▶ **Teks Bacaan**
Menurut dia, Indonesia masih kekurangan talenta digital, terutama dalam layanan komputasi awan. Oleh karena itu, pengembangan SDM harus mendapat perhatian lebih.
”Tantangannya kemudian adalah bagaimana merekrut, melatih, dan meningkatkan kompetensi SDM agar bisa mengikuti perkembangan komputasi awan di Indonesia,” katanya.
Sementara itu, Kirsten menyebut, Indonesia punya potensi yang sangat besar untuk pengembangan layanan komputasi awan. Namun, saat ini, penetrasi layanan komputasi awan di Indonesia masih rendah.
AWS sebagai penyedia layanan penyimpanan data berbasis sistem komputasi awan juga menyadari bahwa SDM dengan keahlian digital mutlak dalam transformasi digital. Oleh karena itu, AWS telah memberikan pelatihan bagi sekitar 1 juta orang di Asia Tenggara, termasuk Indonesia.
Sejalan dengan itu, AWS terus mendorong mitranya, termasuk Metrodata, untuk meningkatkan kualitas layanan atau pengalaman pelanggan lewat komputasi awan.

▶ **Telusuri Materi**
(a) Menurut teks tentang komputasi awan di Indonesia, berapa orang di Asia Tenggara yang telah mendapat pelatihan dari AWS?
(b) Lanjutkan teks tentang komputasi awan di Indonesia setelah kalimat terakhirnya.

▶ **Data Hasil Ekstraksi**
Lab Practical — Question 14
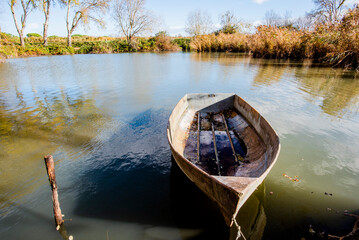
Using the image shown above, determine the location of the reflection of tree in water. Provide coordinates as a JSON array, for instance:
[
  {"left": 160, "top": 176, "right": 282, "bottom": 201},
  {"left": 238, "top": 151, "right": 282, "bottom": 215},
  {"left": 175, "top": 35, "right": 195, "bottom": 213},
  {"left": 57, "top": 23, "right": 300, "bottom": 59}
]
[
  {"left": 296, "top": 68, "right": 359, "bottom": 118},
  {"left": 190, "top": 52, "right": 252, "bottom": 66},
  {"left": 253, "top": 64, "right": 290, "bottom": 86},
  {"left": 230, "top": 183, "right": 267, "bottom": 240},
  {"left": 0, "top": 88, "right": 111, "bottom": 208}
]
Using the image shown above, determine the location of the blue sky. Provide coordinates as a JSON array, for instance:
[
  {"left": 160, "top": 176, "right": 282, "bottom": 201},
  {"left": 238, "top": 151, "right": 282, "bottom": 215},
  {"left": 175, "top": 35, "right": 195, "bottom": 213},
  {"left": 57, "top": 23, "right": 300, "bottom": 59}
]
[{"left": 0, "top": 0, "right": 330, "bottom": 36}]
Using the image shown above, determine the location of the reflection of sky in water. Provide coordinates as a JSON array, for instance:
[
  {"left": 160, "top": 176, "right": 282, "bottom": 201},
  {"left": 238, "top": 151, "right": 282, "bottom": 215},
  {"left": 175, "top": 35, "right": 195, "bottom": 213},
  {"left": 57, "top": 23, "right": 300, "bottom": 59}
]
[{"left": 0, "top": 53, "right": 359, "bottom": 239}]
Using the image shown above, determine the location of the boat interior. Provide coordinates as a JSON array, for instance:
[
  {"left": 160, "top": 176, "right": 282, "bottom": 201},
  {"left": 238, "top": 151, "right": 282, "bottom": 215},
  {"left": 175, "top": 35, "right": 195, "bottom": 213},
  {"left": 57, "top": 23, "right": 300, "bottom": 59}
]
[{"left": 169, "top": 96, "right": 269, "bottom": 177}]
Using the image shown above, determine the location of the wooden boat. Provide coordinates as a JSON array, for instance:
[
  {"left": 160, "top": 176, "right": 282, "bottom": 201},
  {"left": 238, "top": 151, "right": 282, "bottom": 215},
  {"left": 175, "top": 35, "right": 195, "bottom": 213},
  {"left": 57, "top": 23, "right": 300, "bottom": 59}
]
[{"left": 167, "top": 93, "right": 280, "bottom": 226}]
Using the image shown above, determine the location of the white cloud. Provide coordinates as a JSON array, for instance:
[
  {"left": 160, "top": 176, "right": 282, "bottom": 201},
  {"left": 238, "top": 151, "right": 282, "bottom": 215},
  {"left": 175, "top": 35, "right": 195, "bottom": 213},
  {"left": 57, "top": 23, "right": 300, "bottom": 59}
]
[
  {"left": 253, "top": 0, "right": 268, "bottom": 4},
  {"left": 253, "top": 20, "right": 263, "bottom": 27},
  {"left": 26, "top": 23, "right": 39, "bottom": 33},
  {"left": 169, "top": 26, "right": 184, "bottom": 30}
]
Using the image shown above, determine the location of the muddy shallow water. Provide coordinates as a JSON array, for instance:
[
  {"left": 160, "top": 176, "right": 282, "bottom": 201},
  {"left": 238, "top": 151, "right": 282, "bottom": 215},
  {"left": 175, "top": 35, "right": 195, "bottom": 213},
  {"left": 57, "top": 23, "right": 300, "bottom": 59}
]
[{"left": 0, "top": 53, "right": 359, "bottom": 239}]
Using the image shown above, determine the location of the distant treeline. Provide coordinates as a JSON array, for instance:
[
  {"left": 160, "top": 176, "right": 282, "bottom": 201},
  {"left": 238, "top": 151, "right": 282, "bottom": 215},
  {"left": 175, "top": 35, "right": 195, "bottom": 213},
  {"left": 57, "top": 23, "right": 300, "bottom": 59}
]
[{"left": 0, "top": 5, "right": 359, "bottom": 70}]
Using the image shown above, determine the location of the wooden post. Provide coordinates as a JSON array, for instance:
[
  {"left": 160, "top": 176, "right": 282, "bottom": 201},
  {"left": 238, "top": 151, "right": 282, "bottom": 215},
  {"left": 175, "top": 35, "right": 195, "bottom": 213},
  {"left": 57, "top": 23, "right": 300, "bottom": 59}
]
[{"left": 44, "top": 155, "right": 64, "bottom": 230}]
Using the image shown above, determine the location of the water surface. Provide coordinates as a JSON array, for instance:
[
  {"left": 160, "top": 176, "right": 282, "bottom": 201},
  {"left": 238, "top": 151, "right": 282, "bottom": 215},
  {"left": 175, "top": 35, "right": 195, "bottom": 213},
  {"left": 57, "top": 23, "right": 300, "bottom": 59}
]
[{"left": 0, "top": 53, "right": 359, "bottom": 239}]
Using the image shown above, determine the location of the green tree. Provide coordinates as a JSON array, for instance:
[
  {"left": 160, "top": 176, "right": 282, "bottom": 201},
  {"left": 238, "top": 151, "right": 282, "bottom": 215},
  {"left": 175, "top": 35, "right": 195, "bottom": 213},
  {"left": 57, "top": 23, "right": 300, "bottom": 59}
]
[
  {"left": 220, "top": 11, "right": 241, "bottom": 34},
  {"left": 113, "top": 0, "right": 155, "bottom": 43},
  {"left": 65, "top": 0, "right": 109, "bottom": 47},
  {"left": 311, "top": 0, "right": 346, "bottom": 25},
  {"left": 185, "top": 10, "right": 213, "bottom": 36},
  {"left": 9, "top": 0, "right": 36, "bottom": 47}
]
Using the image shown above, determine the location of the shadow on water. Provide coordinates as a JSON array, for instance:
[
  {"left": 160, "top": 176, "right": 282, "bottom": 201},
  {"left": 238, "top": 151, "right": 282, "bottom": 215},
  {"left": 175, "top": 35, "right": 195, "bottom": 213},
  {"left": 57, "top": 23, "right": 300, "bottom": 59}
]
[
  {"left": 170, "top": 157, "right": 229, "bottom": 239},
  {"left": 74, "top": 110, "right": 229, "bottom": 239}
]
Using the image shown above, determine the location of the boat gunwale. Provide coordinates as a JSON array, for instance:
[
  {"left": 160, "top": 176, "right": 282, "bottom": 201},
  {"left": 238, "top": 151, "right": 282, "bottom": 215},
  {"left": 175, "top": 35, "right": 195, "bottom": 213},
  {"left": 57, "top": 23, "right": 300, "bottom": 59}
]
[{"left": 167, "top": 93, "right": 281, "bottom": 226}]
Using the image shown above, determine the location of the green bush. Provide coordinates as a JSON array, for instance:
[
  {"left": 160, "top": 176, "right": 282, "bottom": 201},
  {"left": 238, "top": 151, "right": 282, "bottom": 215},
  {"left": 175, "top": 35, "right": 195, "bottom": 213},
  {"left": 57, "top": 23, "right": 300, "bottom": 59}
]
[
  {"left": 172, "top": 38, "right": 191, "bottom": 51},
  {"left": 26, "top": 33, "right": 42, "bottom": 37}
]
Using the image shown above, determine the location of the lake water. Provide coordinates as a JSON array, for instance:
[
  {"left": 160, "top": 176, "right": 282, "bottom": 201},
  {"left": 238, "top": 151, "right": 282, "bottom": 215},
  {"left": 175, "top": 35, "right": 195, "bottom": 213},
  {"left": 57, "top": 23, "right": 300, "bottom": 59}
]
[{"left": 0, "top": 53, "right": 359, "bottom": 240}]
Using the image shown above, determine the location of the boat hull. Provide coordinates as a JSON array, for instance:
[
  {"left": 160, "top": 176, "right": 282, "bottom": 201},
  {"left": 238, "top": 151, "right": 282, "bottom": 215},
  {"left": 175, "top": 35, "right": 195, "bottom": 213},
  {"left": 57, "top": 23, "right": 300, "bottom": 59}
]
[{"left": 167, "top": 94, "right": 280, "bottom": 226}]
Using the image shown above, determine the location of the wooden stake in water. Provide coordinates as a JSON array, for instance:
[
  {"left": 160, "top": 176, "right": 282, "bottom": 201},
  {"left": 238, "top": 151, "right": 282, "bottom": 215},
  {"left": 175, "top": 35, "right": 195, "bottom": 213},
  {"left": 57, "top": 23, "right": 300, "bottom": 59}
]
[{"left": 44, "top": 155, "right": 64, "bottom": 230}]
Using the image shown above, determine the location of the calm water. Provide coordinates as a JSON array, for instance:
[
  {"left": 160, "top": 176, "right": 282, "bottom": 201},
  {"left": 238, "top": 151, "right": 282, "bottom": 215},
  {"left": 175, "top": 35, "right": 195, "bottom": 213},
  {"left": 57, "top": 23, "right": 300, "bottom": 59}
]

▶ **Hasil Tiap Tugas**
(a) Sekitar 1 juta orang, termasuk di Indonesia.

(b)
Kirsten mencontohkan, perjanjian kerja sama strategis dengan AWS memacu pertumbuhan Metrodata dan terus membantu pelanggan untuk mengadopsi layanan komputasi awan dengan menggunakan infrastruktur kelas dunia dari AWS, termasuk AWS Jakarta Region.
”Kami berkomitmen untuk mendukung para mitra dengan kemampuan dan keahlian kami dalam mentransformasi bisnis lokal secara digital menggunakan komputasi awan,” ujarnya.
Tantangannya kemudian adalah bagaimana merekrut, melatih, dan meningkatkan kompetensi SDM agar bisa mengikuti perkembangan komputasi awan di Indonesia.
Tumbuh pesat
Alex menambahkan, sejak menandatangani perjanjian kerja sama strategis pada Oktober 2021 dengan AWS, pencapaian pertumbuhan bisnis layanan komputasi awan Metrodata mencapai 257 persen. Hal itu seiring banyaknya perusahaan yang mereka bantu untuk bertransformasi secara digital menggunakan layanan AWS.
Menurut dia, untuk memenuhi permintaan layanan komputasi awan yang terus meningkat, Metrodata menyediakan Cloud Center of Excellence (CCOE). CCOE bekerja sama dengan para tenaga ahli AWS untuk membantu pelanggan di Indonesia dalam mempercepat transisi mereka menggunakan AWS Cloud.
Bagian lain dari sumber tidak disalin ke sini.